Records excerpted from a collection
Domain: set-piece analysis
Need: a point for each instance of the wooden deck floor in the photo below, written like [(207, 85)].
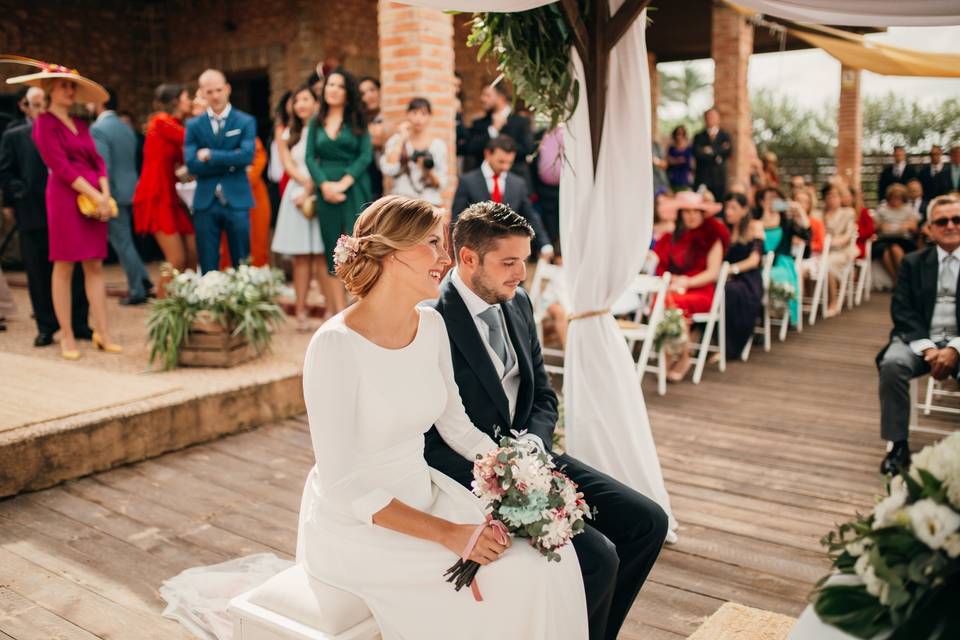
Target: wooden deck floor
[(760, 462)]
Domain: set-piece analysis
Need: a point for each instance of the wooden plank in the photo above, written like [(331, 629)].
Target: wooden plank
[(82, 607), (25, 619)]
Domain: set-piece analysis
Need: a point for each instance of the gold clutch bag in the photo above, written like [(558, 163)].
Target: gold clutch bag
[(89, 209)]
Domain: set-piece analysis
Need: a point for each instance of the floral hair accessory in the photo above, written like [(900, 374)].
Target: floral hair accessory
[(346, 250)]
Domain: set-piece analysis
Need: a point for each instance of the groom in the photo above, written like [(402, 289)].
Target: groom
[(498, 367)]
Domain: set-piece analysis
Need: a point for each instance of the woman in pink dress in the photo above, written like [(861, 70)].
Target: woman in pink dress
[(75, 168)]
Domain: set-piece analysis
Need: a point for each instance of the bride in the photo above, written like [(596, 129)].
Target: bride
[(377, 521)]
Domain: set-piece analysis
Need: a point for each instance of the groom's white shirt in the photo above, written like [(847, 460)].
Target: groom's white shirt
[(510, 373)]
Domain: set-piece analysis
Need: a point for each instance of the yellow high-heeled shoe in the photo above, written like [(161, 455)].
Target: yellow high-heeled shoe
[(103, 346), (69, 354)]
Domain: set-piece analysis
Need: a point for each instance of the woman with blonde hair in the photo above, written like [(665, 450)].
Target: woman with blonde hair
[(376, 520)]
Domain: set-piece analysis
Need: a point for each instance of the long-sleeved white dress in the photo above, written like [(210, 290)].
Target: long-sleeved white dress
[(368, 409)]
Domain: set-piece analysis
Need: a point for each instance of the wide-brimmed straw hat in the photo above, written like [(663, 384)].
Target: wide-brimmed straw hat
[(87, 89), (689, 200)]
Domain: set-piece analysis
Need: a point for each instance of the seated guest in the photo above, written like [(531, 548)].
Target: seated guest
[(925, 326), (841, 224), (897, 173), (493, 181), (744, 291), (897, 224), (782, 226), (415, 159), (692, 254)]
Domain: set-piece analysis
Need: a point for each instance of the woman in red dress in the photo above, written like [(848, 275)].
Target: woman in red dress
[(157, 209), (692, 254)]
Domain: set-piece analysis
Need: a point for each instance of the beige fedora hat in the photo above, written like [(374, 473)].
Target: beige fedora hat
[(87, 89)]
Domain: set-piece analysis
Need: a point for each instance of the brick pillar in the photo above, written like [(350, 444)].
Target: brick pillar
[(654, 95), (730, 47), (416, 60), (850, 127)]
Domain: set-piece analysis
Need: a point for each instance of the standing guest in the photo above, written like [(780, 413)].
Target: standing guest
[(782, 225), (494, 181), (157, 208), (744, 290), (500, 120), (298, 230), (217, 148), (926, 318), (414, 158), (370, 95), (23, 181), (929, 173), (897, 225), (117, 145), (897, 173), (692, 254), (711, 149), (337, 155), (75, 168), (949, 178), (841, 224), (680, 159)]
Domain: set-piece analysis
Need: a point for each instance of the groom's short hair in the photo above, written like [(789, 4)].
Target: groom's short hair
[(480, 225)]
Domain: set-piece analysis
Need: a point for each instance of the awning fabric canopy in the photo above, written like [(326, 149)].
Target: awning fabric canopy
[(862, 13)]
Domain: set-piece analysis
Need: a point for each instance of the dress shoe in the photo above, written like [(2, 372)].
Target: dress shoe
[(43, 340), (898, 457)]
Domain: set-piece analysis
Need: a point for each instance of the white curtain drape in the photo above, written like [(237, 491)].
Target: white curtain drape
[(606, 224), (861, 13)]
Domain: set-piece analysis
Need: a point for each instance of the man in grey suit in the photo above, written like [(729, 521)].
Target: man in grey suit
[(117, 143)]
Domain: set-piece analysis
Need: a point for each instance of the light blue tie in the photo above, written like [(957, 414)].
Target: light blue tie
[(497, 341)]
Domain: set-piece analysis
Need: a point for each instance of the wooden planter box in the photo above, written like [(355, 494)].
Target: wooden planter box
[(210, 344)]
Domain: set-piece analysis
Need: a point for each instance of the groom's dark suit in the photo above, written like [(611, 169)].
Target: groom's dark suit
[(619, 547)]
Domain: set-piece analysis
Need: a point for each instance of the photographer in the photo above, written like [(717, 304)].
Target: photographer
[(416, 159)]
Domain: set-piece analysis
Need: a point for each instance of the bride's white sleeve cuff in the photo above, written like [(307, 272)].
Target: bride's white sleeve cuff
[(367, 505)]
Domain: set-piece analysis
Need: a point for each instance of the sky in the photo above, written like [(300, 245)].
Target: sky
[(812, 77)]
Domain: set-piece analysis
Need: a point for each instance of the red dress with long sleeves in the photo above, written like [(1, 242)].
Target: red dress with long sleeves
[(687, 256), (156, 206)]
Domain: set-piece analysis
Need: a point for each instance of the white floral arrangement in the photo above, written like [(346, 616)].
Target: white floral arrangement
[(904, 556), (242, 300)]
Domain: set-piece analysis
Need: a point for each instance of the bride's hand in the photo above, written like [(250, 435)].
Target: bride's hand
[(485, 551)]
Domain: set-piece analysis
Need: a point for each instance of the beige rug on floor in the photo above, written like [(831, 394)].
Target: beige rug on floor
[(35, 390), (734, 621)]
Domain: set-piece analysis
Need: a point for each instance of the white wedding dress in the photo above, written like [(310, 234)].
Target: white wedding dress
[(368, 409)]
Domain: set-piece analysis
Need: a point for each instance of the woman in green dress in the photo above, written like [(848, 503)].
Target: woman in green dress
[(338, 155)]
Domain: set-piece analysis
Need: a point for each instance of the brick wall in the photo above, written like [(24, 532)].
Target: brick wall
[(731, 46)]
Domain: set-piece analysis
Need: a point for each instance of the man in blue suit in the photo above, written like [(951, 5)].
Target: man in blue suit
[(117, 144), (218, 147)]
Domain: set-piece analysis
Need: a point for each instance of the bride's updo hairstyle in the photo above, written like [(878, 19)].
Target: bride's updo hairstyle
[(392, 223)]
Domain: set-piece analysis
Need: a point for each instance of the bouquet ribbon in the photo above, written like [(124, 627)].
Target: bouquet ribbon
[(500, 532)]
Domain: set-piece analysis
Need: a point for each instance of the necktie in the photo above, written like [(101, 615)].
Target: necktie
[(497, 341)]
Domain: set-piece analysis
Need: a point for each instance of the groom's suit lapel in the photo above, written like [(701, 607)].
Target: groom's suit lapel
[(462, 330)]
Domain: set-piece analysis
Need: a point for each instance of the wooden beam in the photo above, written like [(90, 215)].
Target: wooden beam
[(580, 38), (628, 12)]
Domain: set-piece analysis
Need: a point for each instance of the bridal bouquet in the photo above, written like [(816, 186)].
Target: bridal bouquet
[(528, 497), (903, 559)]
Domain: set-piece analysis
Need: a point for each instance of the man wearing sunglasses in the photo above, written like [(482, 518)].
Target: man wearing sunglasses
[(926, 326)]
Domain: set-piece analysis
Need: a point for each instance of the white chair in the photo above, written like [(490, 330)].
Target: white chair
[(647, 287), (294, 606), (765, 320), (713, 319)]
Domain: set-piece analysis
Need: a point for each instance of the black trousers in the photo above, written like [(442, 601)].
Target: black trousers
[(618, 548), (35, 250)]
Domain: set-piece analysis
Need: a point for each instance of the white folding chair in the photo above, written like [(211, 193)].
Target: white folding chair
[(647, 287), (713, 319), (766, 322)]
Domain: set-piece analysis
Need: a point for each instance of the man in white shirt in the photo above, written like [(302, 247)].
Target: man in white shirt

> Task directions
The records above are to be retyped exactly, with every picture left out.

> Reply to the exercise
Domain: set-piece analysis
Need: a point for each instance of the wooden deck floor in the photo below, written like [(207, 85)].
Target: wooden deck floor
[(760, 462)]
Domain: set-piece analysis
Need: a point for each instance of the wooden plank in the photo above, written like [(331, 629)].
Target: wooden plank
[(82, 607), (25, 619)]
Domain: set-piece analysis
Need: a point for each instance of the gold clutch bag in the photo above, written like [(558, 163)].
Target: gold clutch bag
[(89, 209)]
Domain: set-piece analysis
Need: a point for each instance of the floral hair accessory in the photo above, written like [(900, 374)].
Target: floral hair accessory
[(346, 250)]
Domain: set-piece analysis
Need: a point for each instance of the groom in the photo above, written like [(402, 289)].
Target: groom
[(498, 367)]
Domain: set-piece analysis
Need: a point for each instance of the woman in pink dress in the photo above, written like [(861, 70)].
Target: woman in pink dress
[(75, 168)]
Domain: set-piece analysis
Need: a point for each instance of the bride in the photo above, written like [(596, 129)].
Target: bride
[(377, 521)]
Domain: set-piece analysis
Need: a point for each instance of the groom's white shirt in the photo above, written like [(847, 460)].
Target: groom's white shirt
[(510, 373)]
Domain: set-piece analysis
Need: a point for each instance of the yellow high-heeled shoe in the photo above, written like [(161, 455)].
Target: yellow high-heeled shoe
[(103, 346), (69, 354)]
Domain: set-piece analysis
Need: a point for each instance of the woman with blonde hair in the photo above, written like [(665, 450)].
Target: woman with blonde hair
[(376, 520)]
Domain: set-piece analysis
Need: a point for each instance of the long-sleeved white dress in the photo above, written like [(210, 290)].
Target: long-sleeved white dress
[(368, 409)]
Domain: set-piece analysis
Need: a point for each instance of the wide-brimmed straw hat in the photo above, written like [(663, 384)].
Target: wide-brimmed straw hat
[(87, 89), (689, 200)]
Domain: set-piece analysis
Need: a point for each instance of the seated guest in the photo above, written like [(531, 548)].
Target: seated guest
[(925, 326), (841, 224), (897, 173), (493, 181), (744, 291), (897, 224), (782, 226), (415, 159), (692, 254)]
Domain: set-piece analysis
Need: a point for each instance of the woman in red dress in the photo above, written like [(848, 275)].
Target: woman in red dress
[(157, 209), (692, 254)]
Domain: set-piece analysis
Need: a point for each instance of the beige fedora hat in the photo above, written like [(374, 473)].
Target: beige fedora hat
[(87, 89)]
Domain: set-piece analysis
Need: a point for each instance of the brick pillar in the photo above, written like [(350, 444)].
Target: brick pillar
[(654, 95), (730, 47), (416, 60), (850, 127)]
Domain: set-piece analysis
Need: a point for each instance of the standing guest in the photo above, written like [(780, 413)].
Target: standing guest
[(782, 225), (494, 181), (157, 208), (744, 290), (500, 120), (298, 230), (217, 148), (926, 318), (414, 158), (370, 95), (23, 181), (929, 173), (897, 225), (117, 145), (897, 173), (692, 254), (711, 149), (337, 155), (75, 168), (949, 178), (841, 224), (680, 159)]
Domain: set-piece analysis
Need: a point for each instance of the groom's short hair in the photo above, written like [(789, 4)].
Target: groom's short hair
[(480, 225)]
Domain: set-piece analysis
Need: a point for each instance of the awning fabric canopy in the photo above, written like [(326, 149)].
Target: awning fabric canopy
[(862, 13)]
Domain: set-piece analysis
Need: a point for each instance of the dress shoe in the photo above, written like [(2, 372)].
Target: dress shoe
[(43, 340), (898, 457)]
Domain: set-piece analysis
Need: a point for each instance of the white curtain drape in the photo above, written like [(237, 491)].
Target: white curtain drape
[(606, 224), (861, 13)]
Domain: set-piece analysis
Need: a point for each instance of the man in grey suit in the photo above, written like [(729, 521)].
Target: man in grey suit
[(117, 143)]
Domain: set-piece analysis
Need: a point for each instance of the light blue tie in the photo above, written like [(957, 414)].
Target: light blue tie
[(497, 341)]
Domain: set-piece analysis
Need: a point for each instance of the wooden planter box in the photo above, written like [(355, 494)].
Target: wooden planter box
[(210, 344)]
Domain: set-piece analysis
Need: a point for each instance of the groom's dark suit in the photo above, written like [(611, 169)].
Target: groom's dark suit
[(619, 547)]
Domain: set-piece analysis
Need: a point for each instance of the photographer in the photo above, written like [(717, 304)].
Target: photographer
[(416, 159)]
Domain: set-piece analysis
Need: a point for each instance of the bride's white sleeve cuff in the photo above, written like [(307, 272)].
Target: bride's white sleeve cuff
[(367, 505)]
Domain: set-piece analysis
Need: a point for each instance of the sky in the photo above, written like [(300, 245)].
Target: sky
[(812, 77)]
Domain: set-piece analysis
Need: a point for each instance of the red dress with long sleeves in the photo above, written like [(1, 242)].
Target: red dress with long sleeves
[(687, 256), (156, 206)]
Domain: set-piece analysis
Need: a point for each instance of the white floral arrangement in the photo above, written like [(346, 616)].
Target: white floral arrangement
[(904, 556), (242, 300)]
Domain: set-piece analysis
Need: a point for each instance of the bride's hand in the photo above, written like [(250, 435)].
Target: bride's hand
[(485, 551)]
Domain: set-piece analysis
Need: a point for each instance of the beige rug on floor in the photo above, written like [(831, 394)].
Target: beige rug on floor
[(35, 390), (734, 621)]
Domain: set-piece analysis
Need: a point for each instance of the white wedding dress in the photo above, written like [(310, 234)].
Target: white wedding dress
[(368, 409)]
Domain: set-piece analysis
Need: a point for each instance of the woman in green dress in the photo above, written like [(848, 503)].
Target: woman in green dress
[(338, 155)]
Domain: set-piece analysis
Need: a point for each instance of the brick wall in the photo above, written like [(24, 532)].
Target: brick wall
[(731, 46)]
Domain: set-piece analysis
Need: a point for each instance of the man in blue suit in the photo above, written like [(951, 5)].
Target: man in blue suit
[(117, 144), (218, 147)]
Domain: set-piece analysis
Need: a point for each instance of the bride's updo hairstyle in the photo above, written like [(878, 19)].
Target: bride's updo hairstyle
[(392, 223)]
Domain: set-piece analysis
Need: a point for each instance of the bouquet ribbon in the photo above, written like [(124, 627)].
Target: bouquet ribbon
[(500, 532)]
Domain: set-piece analysis
Need: a point for each instance of the necktie in the photo above, written like [(101, 615)].
Target: necktie
[(497, 341)]
Domain: set-piece analysis
Need: a point for each instance of the groom's suit lapel in the photo above, written like [(701, 607)].
Target: groom's suit lapel
[(462, 330)]
Domain: set-piece analysis
Need: a point for each instance of the wooden beam in the photo above, written like [(90, 215)].
Target: wooden beam
[(580, 38), (628, 12)]
Domain: set-piece analysis
Need: a point for each instance of the bridal bouquet in the photo above, written like [(816, 186)].
Target: bridal bouquet
[(528, 497), (903, 559)]
Domain: set-piece analysis
Need: a point for each instance of the man wearing sunglasses in the photo above, written like [(482, 518)].
Target: man wearing sunglasses
[(926, 326)]
Domain: set-piece analysis
Need: a point for each instance of the white chair in the photo above, written like [(490, 330)].
Target: white chair
[(647, 287), (294, 606), (765, 320), (713, 319)]
Domain: set-piece analysis
Need: a point for each instance of the black trousers in the photo above, written like [(442, 601)].
Target: black trousers
[(618, 548), (35, 250)]
Domain: set-piece analysis
Need: a point for each instance of the white folding chair in the photo above, written like [(211, 193)].
Target: white folding chair
[(647, 287), (713, 319), (766, 322)]
Domain: set-piece analysis
Need: a point for each instance of the man in white shirt in the photo above, written like [(302, 247)].
Target: man in white shirt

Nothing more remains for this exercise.